INSTRUÇÕES:
1) Transcreva literalmente, do texto sobre a lei alemã contra o casamento infantil, a parte que vai de "Alemanha: Nova Lei" até "o casamento infantil.".
2) Diga se cada afirmação abaixo está de acordo com o texto sobre a lei alemã contra o casamento infantil, respondendo sim ou não e citando literalmente as palavras do texto que decidem a questão.
(a) Winfried Bausback ajudou a elaborar a lei contra o casamento infantil.
(b) A nova lei que proíbe o casamento infantil foi considerada constitucional.
(c) Winfried Bausback é legislador de Berlim.
3) Prossiga com o texto sobre a lei alemã contra o casamento infantil a partir do ponto em que ele termina.

TRECHO:
*****
30 de dez. de 2018

Alemanha: Nova Lei que Proíbe o Casamento Infantil Considerada Inconstitucional

Gatestone, 29 de dezembro de 2018 







  • A decisão, que na prática abre as portas para a legalização de casamentos de adultos com crianças na Alemanha, alicerçada na Lei da Sharia, faz parte de uma multiplicação de casos nos quais os tribunais alemães estão, intencionalmente ou não, promovendo o estabelecimento de um sistema jurídico islâmico paralelo no país.
  • "A Alemanha não pode se posicionar de um lado contra casamentos infantis na arena global e, do outro lado, a favor de tais casamentos em nosso próprio país. Não tem como aceitar o comprometimento da proteção e do bem estar da criança nesse caso. Trata-se da proteção constitucionalmente estabelecida de crianças e menores!" — Winfried Bausback, legislador da Baviera que ajudou a elaborar a lei contra o casamento infantil.
*****
MATERIAL FORNECIDO:
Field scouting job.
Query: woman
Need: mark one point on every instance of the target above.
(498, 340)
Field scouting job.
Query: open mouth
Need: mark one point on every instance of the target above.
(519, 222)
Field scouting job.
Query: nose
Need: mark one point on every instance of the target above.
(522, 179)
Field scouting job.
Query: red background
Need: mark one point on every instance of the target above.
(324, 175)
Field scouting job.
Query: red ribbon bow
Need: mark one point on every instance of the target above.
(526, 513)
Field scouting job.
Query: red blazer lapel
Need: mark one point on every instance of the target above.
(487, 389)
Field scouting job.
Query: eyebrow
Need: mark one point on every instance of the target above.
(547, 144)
*****
RESPOSTAS:
1)
Alemanha: Nova Lei que Proíbe o Casamento Infantil Considerada Inconstitucional

Gatestone, 29 de dezembro de 2018 







  • A decisão, que na prática abre as portas para a legalização de casamentos de adultos com crianças na Alemanha, alicerçada na Lei da Sharia, faz parte de uma multiplicação de casos nos quais os tribunais alemães estão, intencionalmente ou não, promovendo o estabelecimento de um sistema jurídico islâmico paralelo no país.
  • "A Alemanha não pode se posicionar de um lado contra casamentos infantis na arena global e, do outro lado, a favor de tais casamentos em nosso próprio país. Não tem como aceitar o comprometimento da proteção e do bem estar da criança nesse caso. Trata-se da proteção constitucionalmente estabelecida de crianças e menores!" — Winfried Bausback, legislador da Baviera que ajudou a elaborar a lei contra o casamento infantil.

2)
(a) Sim: "Winfried Bausback, legislador da Baviera que ajudou a elaborar a lei contra o casamento infantil".
(b) Não: "Nova Lei que Proíbe o Casamento Infantil Considerada Inconstitucional".
(c) Não: "legislador da Baviera".

3)
  • "Devemos considerar mais uma coisa: os julgamentos são feitos" em nome do povo". Este povo expressou claramente por meio de seus representantes no Bundestag (parlamento da República Federal da Alemanha) que não quer mais aceitar o casamento infantil". — Editor Andreas von Delhaes-Guenther.




O Tribunal Federal de Justiça (Bundesgerichtshof, BGH), a mais alta corte de jurisdição civil e penal da Alemanha, deliberou que a nova lei que proíbe o casamento de adultos com crianças pode ser inconstitucional, visto que todos os casamentos, incluindo os casamentos infantis com base na Lei Islâmica (Sharia), são protegidos pela Constituição da Alemanha (Grundgesetz).

A decisão, que na prática abre as portas para a legalização de casamentos de adultos com crianças na Alemanha, alicerçada na Lei da Sharia, faz parte de uma multiplicação de casos nos quais os tribunais alemães estão, intencionalmente ou não, promovendo o estabelecimento de um sistema jurídico islâmico paralelo no país.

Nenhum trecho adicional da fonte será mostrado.